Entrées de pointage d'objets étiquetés

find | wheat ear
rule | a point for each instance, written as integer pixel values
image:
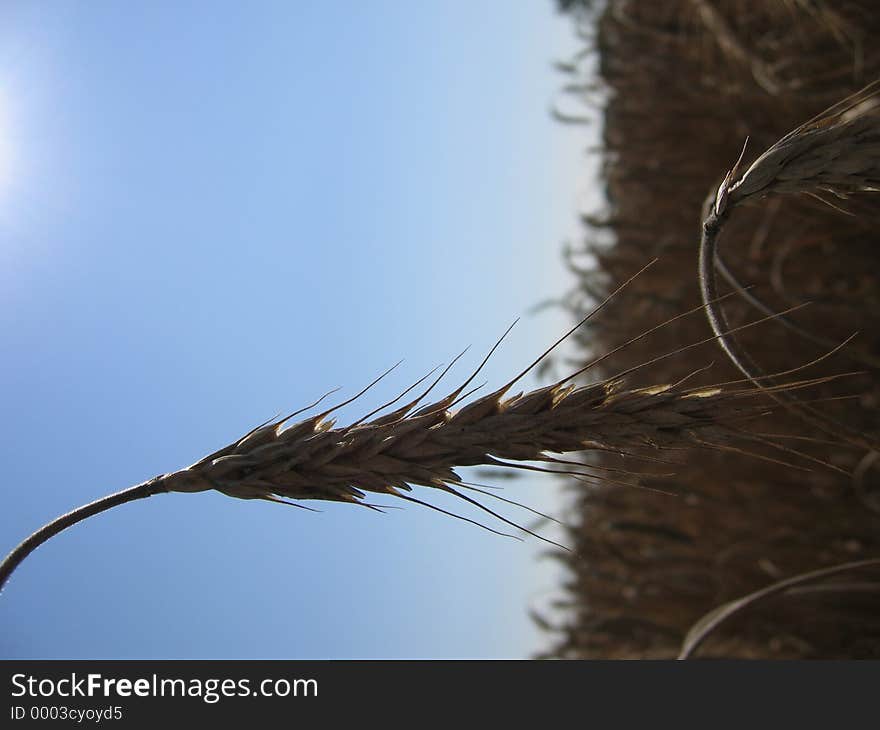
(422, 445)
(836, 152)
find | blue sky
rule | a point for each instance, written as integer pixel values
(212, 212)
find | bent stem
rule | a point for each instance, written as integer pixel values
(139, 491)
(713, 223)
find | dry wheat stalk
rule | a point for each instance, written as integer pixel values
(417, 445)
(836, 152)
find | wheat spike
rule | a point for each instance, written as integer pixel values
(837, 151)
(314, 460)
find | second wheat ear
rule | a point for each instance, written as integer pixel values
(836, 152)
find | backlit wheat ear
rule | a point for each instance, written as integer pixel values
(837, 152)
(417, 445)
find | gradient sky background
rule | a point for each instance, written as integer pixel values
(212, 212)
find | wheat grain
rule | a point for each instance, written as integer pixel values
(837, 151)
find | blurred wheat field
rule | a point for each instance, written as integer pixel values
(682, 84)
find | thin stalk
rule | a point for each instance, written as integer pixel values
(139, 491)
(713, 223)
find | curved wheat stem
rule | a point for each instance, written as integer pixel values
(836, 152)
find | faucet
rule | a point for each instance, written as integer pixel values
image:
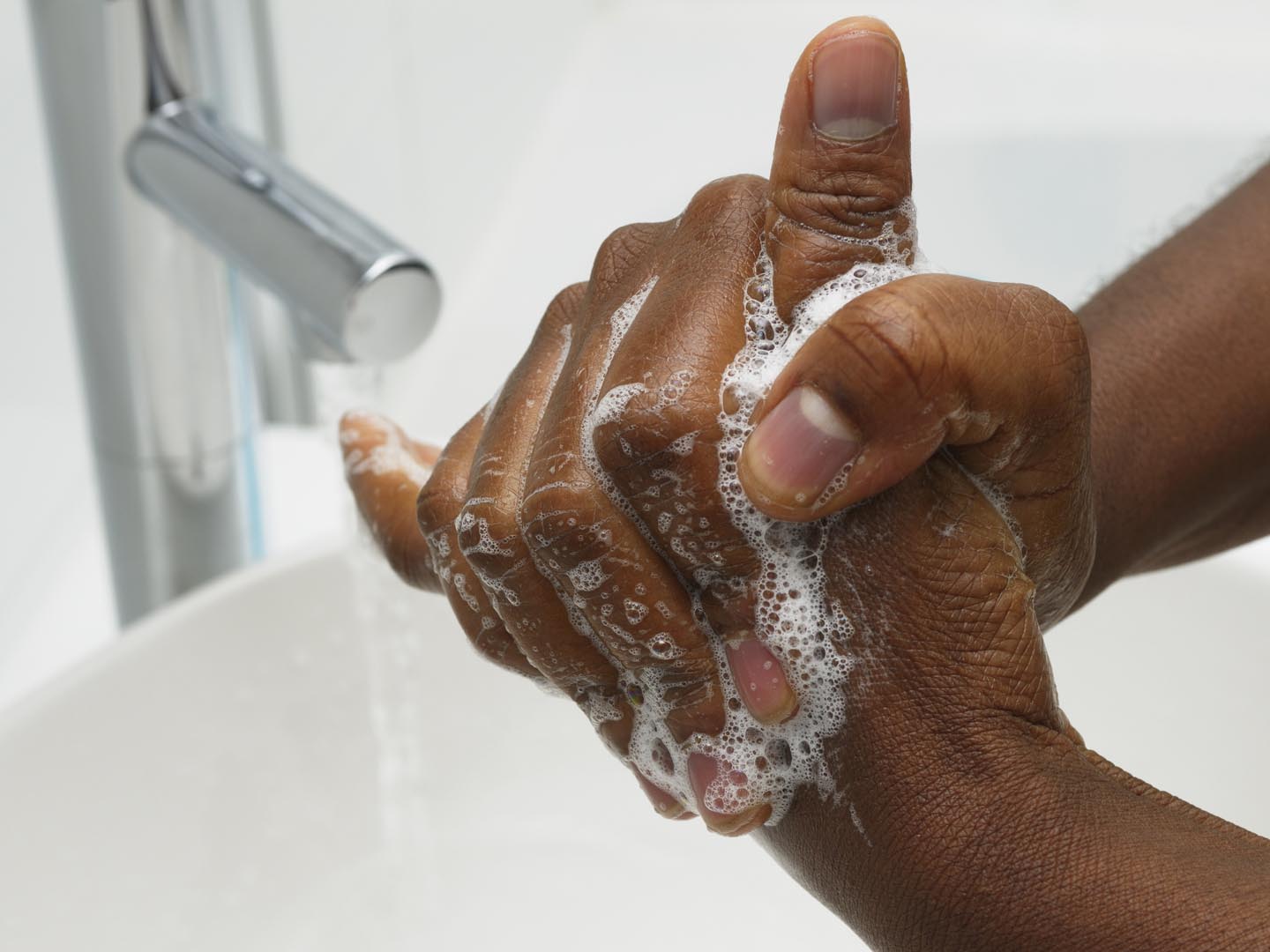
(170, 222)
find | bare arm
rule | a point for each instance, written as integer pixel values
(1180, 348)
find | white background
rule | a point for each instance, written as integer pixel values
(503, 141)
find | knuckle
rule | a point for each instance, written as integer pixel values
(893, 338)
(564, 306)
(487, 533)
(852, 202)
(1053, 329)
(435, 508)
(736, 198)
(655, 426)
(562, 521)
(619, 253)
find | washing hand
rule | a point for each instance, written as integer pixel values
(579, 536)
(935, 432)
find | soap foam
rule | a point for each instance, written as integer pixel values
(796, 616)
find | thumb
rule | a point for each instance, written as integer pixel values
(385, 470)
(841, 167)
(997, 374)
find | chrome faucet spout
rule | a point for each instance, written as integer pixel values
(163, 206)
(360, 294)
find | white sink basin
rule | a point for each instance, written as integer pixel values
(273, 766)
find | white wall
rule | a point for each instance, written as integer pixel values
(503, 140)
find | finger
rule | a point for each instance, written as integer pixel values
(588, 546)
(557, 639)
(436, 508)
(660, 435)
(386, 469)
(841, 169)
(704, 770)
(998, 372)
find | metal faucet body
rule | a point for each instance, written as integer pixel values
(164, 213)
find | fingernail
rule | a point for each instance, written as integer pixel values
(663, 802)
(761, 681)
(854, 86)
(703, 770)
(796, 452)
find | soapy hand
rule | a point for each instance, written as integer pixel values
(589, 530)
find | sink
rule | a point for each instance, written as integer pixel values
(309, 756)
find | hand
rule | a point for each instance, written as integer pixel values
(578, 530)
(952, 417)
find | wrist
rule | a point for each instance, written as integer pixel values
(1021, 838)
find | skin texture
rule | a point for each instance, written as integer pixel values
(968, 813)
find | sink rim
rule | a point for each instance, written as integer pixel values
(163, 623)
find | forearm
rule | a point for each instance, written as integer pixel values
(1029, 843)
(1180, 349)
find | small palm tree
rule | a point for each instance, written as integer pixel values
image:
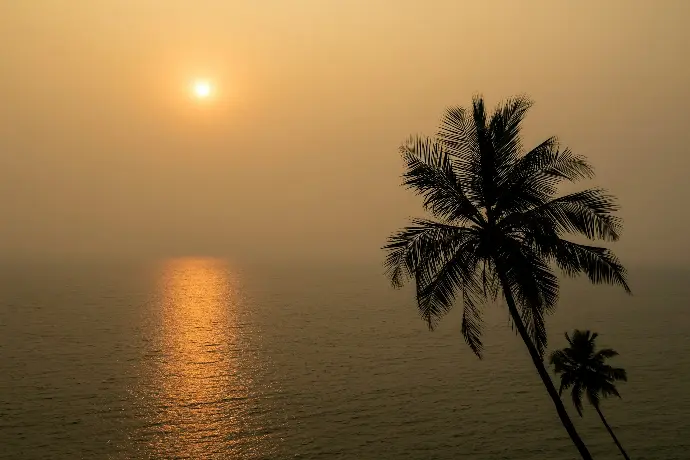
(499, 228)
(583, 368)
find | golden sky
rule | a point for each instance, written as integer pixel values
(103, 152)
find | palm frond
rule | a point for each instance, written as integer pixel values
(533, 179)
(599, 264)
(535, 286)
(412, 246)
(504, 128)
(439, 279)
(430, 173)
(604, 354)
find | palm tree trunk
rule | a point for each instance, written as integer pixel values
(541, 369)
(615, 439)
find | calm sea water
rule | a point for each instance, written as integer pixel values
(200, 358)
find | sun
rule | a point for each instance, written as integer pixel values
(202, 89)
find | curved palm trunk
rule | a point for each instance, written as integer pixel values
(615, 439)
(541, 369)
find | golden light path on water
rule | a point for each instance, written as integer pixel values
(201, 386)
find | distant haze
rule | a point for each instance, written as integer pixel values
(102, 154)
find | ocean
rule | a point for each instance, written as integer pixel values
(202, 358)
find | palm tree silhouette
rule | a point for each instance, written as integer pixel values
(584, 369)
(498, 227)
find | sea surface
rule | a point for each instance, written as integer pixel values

Consigne
Réécrivez, s'il vous plaît, sous forme de liste JSON de chaînes les lignes qui partent de celle contenant "find | sea surface" et se terminent à la dernière ligne. Mettez une chaîne par ligne et omettez les lignes vides.

Réponse
[
  "find | sea surface",
  "rule | a point for each instance, written as integer pixel values"
]